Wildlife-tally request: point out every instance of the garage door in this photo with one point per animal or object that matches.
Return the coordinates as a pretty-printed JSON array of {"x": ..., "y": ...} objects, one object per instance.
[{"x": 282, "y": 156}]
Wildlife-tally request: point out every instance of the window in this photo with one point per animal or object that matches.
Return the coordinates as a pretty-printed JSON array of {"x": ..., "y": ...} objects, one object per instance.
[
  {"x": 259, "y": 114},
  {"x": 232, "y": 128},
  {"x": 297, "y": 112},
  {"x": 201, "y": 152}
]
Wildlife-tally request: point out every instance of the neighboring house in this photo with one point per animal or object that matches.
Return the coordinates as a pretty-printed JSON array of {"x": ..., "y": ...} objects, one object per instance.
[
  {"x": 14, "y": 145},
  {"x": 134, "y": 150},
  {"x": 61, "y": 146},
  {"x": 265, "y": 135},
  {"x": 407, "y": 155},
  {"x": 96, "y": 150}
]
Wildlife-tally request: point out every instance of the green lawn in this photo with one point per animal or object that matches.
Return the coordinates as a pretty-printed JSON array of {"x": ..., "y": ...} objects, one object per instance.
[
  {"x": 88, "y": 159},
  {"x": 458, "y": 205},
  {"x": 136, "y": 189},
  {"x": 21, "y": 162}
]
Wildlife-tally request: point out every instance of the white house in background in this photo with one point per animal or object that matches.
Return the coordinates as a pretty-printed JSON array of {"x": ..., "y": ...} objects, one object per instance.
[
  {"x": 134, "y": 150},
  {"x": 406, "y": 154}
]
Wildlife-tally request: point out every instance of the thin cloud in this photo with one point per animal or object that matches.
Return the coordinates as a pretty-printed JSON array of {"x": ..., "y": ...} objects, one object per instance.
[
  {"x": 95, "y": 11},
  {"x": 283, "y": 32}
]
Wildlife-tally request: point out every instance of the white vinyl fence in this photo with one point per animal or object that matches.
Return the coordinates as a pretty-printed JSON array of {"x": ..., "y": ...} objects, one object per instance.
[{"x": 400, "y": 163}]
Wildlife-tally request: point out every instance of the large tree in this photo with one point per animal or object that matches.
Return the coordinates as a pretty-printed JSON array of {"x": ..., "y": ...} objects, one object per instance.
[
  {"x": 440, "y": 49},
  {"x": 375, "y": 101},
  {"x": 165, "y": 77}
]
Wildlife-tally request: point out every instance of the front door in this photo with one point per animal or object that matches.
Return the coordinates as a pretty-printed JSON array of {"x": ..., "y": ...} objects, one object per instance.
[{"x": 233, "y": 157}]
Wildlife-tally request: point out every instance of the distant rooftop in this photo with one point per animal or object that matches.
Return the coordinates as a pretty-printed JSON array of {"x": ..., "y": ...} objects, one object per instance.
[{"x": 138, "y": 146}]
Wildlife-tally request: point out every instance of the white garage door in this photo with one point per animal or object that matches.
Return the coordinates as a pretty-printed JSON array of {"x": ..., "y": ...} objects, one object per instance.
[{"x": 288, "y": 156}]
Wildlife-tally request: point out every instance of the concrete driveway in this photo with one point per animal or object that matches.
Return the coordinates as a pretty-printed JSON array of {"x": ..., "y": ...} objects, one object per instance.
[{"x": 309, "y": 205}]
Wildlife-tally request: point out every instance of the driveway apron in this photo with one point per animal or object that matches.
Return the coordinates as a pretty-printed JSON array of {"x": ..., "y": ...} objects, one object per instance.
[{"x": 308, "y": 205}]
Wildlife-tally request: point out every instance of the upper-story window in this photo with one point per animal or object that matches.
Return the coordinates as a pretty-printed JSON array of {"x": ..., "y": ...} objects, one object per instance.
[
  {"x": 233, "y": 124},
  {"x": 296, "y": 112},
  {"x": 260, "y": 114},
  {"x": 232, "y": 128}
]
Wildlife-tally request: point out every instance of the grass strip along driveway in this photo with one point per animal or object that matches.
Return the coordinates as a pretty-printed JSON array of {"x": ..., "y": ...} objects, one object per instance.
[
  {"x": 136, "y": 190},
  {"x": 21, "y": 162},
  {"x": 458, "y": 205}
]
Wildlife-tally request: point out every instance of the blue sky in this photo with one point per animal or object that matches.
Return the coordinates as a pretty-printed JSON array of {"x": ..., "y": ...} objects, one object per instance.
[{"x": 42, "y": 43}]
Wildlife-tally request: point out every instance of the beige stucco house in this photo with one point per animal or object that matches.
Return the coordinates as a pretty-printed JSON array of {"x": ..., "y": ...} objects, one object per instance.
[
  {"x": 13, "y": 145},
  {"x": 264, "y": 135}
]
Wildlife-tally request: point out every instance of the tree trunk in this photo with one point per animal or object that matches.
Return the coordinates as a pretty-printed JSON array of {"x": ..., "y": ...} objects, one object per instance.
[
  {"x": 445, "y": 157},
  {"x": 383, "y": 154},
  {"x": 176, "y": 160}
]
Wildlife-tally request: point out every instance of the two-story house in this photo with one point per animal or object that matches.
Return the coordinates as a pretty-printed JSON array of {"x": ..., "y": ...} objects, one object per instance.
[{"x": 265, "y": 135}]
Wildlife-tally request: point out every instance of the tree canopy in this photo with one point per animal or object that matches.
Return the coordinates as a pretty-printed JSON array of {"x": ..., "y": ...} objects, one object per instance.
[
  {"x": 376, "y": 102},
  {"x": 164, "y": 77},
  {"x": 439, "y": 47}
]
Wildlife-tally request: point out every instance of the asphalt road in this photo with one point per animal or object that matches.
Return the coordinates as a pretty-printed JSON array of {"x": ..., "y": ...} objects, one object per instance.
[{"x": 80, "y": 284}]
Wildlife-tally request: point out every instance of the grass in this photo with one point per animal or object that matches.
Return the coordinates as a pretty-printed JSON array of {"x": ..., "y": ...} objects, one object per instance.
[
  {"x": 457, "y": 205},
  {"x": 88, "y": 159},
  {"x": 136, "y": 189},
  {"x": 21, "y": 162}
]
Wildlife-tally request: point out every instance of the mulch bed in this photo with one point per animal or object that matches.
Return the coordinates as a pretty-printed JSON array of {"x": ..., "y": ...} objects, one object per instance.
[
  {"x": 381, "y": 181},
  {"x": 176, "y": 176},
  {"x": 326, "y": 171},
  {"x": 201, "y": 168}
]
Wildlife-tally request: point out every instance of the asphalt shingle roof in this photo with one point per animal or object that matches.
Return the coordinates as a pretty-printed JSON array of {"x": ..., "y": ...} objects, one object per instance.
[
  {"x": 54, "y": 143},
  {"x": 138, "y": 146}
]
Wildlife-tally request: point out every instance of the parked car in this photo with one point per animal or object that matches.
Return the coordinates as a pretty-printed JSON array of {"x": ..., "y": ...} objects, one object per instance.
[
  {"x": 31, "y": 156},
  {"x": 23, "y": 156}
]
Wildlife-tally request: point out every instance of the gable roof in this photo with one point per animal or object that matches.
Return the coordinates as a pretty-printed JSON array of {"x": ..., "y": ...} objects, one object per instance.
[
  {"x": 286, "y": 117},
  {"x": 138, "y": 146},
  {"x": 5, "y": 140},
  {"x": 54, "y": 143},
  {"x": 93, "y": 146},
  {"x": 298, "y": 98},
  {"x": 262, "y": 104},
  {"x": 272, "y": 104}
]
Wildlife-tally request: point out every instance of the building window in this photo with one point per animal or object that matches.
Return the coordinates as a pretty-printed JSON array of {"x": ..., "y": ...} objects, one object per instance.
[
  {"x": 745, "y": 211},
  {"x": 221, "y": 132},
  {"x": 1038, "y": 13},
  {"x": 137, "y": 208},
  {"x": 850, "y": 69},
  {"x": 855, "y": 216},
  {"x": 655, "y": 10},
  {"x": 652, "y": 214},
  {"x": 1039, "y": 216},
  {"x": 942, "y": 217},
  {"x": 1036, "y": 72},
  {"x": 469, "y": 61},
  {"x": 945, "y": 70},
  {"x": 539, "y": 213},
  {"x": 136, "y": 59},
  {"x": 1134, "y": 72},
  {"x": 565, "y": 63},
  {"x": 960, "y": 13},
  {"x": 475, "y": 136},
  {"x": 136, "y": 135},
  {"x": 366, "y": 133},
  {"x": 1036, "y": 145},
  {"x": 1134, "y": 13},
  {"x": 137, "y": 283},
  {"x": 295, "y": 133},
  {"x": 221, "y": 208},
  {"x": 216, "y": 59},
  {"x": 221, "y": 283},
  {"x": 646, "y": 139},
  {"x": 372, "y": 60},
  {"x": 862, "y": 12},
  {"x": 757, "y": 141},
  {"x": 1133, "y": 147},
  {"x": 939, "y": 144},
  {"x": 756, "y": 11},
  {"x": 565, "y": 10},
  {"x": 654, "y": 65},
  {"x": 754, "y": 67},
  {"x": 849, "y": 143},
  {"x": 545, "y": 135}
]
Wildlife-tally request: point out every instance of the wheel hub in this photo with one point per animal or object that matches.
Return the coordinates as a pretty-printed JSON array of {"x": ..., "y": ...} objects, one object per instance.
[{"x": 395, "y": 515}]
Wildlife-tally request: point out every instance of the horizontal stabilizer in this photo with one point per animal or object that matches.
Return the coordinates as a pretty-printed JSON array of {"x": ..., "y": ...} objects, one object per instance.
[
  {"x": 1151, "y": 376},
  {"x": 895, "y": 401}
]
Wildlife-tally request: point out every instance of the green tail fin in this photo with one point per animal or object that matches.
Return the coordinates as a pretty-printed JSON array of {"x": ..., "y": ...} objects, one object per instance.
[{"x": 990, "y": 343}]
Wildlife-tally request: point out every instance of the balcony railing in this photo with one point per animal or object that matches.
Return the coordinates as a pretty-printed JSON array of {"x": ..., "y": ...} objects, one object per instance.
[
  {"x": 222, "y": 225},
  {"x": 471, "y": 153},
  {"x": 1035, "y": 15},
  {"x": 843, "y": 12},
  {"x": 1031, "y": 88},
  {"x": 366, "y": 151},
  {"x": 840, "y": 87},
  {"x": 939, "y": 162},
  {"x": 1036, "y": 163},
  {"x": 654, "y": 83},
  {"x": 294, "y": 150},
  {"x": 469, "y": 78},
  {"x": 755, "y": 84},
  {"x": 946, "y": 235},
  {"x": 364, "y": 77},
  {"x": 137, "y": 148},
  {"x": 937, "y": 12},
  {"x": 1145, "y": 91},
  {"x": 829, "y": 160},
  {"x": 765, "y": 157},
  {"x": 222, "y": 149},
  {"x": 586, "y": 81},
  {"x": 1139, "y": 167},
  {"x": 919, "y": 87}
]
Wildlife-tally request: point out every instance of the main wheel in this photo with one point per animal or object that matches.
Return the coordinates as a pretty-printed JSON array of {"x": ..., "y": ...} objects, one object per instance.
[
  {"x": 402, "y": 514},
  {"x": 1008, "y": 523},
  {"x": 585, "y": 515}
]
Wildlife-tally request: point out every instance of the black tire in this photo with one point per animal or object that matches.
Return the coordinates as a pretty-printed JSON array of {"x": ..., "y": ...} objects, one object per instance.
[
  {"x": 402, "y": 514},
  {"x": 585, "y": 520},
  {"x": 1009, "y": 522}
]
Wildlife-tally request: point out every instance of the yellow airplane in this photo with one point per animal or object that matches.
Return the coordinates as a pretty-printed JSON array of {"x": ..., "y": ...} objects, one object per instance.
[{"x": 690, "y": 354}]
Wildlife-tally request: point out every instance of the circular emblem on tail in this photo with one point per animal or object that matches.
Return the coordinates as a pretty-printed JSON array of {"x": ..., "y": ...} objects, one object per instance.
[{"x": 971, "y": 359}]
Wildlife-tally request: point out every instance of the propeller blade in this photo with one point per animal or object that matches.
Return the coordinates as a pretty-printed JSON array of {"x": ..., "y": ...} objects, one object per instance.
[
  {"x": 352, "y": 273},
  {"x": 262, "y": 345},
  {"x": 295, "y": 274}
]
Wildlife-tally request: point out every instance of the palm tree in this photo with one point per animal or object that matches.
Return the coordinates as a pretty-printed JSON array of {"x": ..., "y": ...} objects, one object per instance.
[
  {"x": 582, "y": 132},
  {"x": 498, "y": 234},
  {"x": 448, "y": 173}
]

• • • • • • •

● PROBLEM TO SOLVE: Rescale everything from the line containing "Wildlife-tally request: point out every instance of the palm" down to the end of the records, and give all those lines again with the requests included. Multiply every coordinate in the answers by 2.15 and round each result to a whole number, with halves rounded up.

● THE OUTPUT:
Wildlife-tally request: point out every instance of the palm tree in this photo with one point per animal or object that matches.
Return the coordinates as a pretty-printed JSON array of {"x": ..., "y": ...} objects, one object per instance.
[
  {"x": 1251, "y": 284},
  {"x": 1071, "y": 503},
  {"x": 963, "y": 372}
]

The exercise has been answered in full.